Location labeling data

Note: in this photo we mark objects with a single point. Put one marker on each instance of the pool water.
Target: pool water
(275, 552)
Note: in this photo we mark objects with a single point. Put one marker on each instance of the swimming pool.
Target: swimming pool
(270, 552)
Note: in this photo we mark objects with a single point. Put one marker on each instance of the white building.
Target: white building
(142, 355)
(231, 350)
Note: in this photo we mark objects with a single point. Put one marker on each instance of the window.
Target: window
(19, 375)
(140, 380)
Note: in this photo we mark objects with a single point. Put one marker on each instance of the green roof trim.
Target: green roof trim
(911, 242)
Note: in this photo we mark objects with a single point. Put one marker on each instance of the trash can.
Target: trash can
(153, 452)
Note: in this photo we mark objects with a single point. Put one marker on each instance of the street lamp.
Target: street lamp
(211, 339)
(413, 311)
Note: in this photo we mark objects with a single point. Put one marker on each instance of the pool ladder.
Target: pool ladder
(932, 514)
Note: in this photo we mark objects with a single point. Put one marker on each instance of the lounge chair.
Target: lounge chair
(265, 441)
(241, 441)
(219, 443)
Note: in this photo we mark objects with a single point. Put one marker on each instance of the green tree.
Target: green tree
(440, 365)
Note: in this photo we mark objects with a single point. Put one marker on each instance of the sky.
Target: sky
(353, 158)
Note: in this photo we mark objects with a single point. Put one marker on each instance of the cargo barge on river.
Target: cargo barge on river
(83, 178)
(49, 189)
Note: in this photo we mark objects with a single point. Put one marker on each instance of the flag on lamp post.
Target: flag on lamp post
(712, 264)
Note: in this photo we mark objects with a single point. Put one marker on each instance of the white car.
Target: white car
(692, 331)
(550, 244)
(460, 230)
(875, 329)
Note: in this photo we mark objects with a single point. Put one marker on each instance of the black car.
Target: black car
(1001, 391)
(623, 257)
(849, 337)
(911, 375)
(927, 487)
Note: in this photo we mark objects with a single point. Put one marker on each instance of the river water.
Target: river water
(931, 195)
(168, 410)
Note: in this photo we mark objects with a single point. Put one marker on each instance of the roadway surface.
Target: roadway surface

EXERCISE OBJECTIVE: Convert all of the data above into a numbered list with one line per item, omitting any blank lines.

ANSWER TO THIS TASK:
1. Note: in this photo we mark objects with a single point. Put one marker on each instance of the pool water.
2. Target: pool water
3. (275, 552)
4. Note: in this photo we mark objects with a single point. Put one marker on each instance of the swimming pool.
5. Target: swimming pool
6. (270, 552)
7. Note: in this photo we mark objects with a single point. Put one marker on each instance of the white building.
8. Target: white building
9. (142, 355)
10. (231, 350)
11. Note: in this photo we mark objects with a single point. Put one marker on each instance of the window.
12. Target: window
13. (19, 375)
14. (140, 380)
15. Note: in this photo we mark objects with a single point. Put one marker on each instance of the green roof trim.
16. Target: green roof trim
17. (911, 242)
18. Note: in this photo we mark objects with a single point. Put one marker on each instance of the trash can.
19. Target: trash can
20. (153, 452)
21. Note: in this photo we mark objects with a single point. Put one marker on each instance of the street lamp.
22. Target: street lamp
23. (211, 339)
24. (413, 311)
25. Note: in this photo we mark objects with a single point. Put one marker on each instance of the pool ladder.
26. Target: pool ladder
27. (932, 514)
28. Note: in this photo we mark objects with a single point. Put one marker on each instance of the lounge chair.
29. Target: lounge chair
30. (265, 441)
31. (241, 441)
32. (219, 443)
33. Note: in this photo we mark objects with a single point. Put one marker on each instance of the green tree.
34. Target: green tree
35. (440, 365)
36. Note: in this photo we mark objects with a single point. Put one marker on each instance of the sky.
37. Target: sky
38. (353, 158)
39. Note: in this photo we mark objects with a single point. Put one marker on each instance of the cargo barge on river.
40. Target: cargo barge on river
41. (83, 178)
42. (49, 189)
43. Note: in this photo we mark objects with a single point. Put one marker on each instance of the flag on lamp post.
44. Target: flag on lamp post
45. (712, 264)
46. Note: in this photo we mark objects with a single point. Put one marker on each instance of the white car.
47. Target: white car
48. (692, 331)
49. (550, 244)
50. (460, 230)
51. (875, 329)
52. Note: in this photo we mark objects with a single point. Put one marker on each instance of the black car.
53. Target: black car
54. (1001, 391)
55. (623, 257)
56. (849, 337)
57. (911, 375)
58. (927, 487)
59. Note: in this photo we mark objects with a single point. Put one marker on each instance of the river water.
60. Target: river water
61. (931, 195)
62. (168, 410)
63. Note: in this photo we mark objects with a single point. Put one marker on each instance of the roadway surface.
64. Target: roadway surface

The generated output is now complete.